[[ Records shown, beginning ]]

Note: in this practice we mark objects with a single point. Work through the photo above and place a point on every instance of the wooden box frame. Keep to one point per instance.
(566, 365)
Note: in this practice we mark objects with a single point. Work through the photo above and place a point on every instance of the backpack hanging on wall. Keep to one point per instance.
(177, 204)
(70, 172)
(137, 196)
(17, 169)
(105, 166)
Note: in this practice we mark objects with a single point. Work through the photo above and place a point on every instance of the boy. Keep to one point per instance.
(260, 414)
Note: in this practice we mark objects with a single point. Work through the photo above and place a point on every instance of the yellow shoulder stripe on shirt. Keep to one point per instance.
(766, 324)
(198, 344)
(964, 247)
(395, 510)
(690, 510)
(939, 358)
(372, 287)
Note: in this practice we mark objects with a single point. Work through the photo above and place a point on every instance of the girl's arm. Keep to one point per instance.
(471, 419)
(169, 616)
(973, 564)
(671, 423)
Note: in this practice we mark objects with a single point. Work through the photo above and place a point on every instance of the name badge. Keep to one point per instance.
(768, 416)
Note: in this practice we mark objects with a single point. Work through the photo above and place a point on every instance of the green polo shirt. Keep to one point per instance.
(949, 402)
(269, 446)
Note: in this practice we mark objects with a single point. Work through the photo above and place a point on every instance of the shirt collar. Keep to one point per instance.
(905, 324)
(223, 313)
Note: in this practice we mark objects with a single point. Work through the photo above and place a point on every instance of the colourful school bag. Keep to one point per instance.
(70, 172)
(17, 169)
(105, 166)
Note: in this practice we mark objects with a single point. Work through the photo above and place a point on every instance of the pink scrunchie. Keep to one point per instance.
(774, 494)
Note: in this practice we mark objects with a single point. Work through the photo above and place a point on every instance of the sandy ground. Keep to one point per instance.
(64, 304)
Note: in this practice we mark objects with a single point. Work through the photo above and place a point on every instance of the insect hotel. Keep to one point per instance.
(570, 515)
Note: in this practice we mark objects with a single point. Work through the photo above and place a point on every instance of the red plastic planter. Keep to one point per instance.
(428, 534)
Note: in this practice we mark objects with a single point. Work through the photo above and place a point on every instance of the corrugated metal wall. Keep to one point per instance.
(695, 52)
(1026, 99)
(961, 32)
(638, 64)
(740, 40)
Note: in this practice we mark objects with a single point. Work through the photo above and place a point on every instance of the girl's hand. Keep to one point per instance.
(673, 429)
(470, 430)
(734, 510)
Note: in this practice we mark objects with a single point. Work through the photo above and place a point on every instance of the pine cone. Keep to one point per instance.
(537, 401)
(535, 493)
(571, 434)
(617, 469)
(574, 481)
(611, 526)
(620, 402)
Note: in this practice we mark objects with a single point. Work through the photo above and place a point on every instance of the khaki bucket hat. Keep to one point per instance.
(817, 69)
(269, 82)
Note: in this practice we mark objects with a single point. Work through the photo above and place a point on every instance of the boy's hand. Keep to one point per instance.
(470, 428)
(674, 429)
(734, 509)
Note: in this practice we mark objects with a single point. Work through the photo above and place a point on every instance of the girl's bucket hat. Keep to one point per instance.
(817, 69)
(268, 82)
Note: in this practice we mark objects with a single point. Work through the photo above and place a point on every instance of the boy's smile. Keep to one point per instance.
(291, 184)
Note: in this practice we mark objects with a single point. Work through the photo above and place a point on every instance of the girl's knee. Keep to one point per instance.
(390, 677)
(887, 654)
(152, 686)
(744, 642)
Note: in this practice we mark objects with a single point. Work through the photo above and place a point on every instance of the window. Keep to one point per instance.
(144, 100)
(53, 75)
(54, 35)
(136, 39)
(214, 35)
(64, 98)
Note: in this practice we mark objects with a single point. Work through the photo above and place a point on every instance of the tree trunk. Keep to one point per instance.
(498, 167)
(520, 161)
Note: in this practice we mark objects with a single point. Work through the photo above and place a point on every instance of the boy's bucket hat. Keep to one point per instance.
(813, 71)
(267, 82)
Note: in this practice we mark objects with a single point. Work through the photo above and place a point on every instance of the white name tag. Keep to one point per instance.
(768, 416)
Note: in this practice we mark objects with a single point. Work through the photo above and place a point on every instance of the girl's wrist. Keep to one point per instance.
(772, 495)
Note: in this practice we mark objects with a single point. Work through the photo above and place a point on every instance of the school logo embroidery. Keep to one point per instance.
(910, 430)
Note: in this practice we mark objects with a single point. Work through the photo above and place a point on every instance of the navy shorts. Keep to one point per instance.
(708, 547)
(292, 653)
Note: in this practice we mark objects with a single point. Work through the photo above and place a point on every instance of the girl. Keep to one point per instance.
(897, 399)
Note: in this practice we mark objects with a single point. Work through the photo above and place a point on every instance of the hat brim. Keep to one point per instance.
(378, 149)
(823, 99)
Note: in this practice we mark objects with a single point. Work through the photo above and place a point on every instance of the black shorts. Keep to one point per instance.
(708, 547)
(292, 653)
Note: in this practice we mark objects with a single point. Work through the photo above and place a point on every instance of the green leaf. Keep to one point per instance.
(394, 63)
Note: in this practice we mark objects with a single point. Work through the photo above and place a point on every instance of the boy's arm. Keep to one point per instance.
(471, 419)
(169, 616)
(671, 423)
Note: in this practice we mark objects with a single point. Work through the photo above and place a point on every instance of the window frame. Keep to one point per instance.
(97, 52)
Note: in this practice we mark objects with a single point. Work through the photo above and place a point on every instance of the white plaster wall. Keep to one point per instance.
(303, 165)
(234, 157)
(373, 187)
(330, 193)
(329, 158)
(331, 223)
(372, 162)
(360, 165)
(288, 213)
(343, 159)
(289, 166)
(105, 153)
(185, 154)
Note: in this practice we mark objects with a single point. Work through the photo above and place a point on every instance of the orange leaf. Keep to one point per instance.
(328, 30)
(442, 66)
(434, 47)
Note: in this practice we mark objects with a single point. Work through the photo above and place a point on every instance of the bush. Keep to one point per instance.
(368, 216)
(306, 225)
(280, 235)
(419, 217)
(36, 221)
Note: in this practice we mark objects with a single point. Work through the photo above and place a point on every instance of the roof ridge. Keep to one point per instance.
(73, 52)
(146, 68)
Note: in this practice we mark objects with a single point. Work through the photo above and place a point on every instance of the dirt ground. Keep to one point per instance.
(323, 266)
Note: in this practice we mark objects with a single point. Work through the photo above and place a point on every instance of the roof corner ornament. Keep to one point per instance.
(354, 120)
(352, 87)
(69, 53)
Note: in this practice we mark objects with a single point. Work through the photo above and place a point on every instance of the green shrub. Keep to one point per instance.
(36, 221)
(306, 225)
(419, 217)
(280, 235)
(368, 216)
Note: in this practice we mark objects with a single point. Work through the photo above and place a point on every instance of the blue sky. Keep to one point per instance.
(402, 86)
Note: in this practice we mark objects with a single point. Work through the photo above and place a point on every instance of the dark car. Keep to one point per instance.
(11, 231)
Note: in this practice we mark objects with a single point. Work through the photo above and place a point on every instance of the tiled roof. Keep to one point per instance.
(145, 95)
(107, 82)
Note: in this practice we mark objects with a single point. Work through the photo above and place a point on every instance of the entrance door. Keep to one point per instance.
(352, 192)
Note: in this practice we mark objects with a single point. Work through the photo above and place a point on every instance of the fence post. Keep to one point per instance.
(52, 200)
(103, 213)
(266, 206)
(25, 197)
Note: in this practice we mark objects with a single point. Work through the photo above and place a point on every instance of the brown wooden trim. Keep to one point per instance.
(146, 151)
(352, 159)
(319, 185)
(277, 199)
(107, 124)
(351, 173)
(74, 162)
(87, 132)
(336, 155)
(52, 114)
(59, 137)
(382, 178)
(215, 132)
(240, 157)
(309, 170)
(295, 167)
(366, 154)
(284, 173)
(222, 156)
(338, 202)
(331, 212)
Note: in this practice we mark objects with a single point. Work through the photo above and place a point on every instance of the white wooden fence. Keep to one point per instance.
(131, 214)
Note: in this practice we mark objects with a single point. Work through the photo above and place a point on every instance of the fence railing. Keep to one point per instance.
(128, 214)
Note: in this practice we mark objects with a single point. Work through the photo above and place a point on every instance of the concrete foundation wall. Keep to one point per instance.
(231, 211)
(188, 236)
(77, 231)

[[ Records shown, end ]]

▸ **Work instructions**: From the line containing "foundation wall. Keep to one point per instance." down to the last line of the records, transcribe every line exactly and add nothing else.

▸ **Task response**:
Note: in this practice we mark objects with a single point. Work through the photo above and place a point on every instance of the concrete foundation wall. Keep to one point per instance.
(231, 211)
(188, 236)
(77, 231)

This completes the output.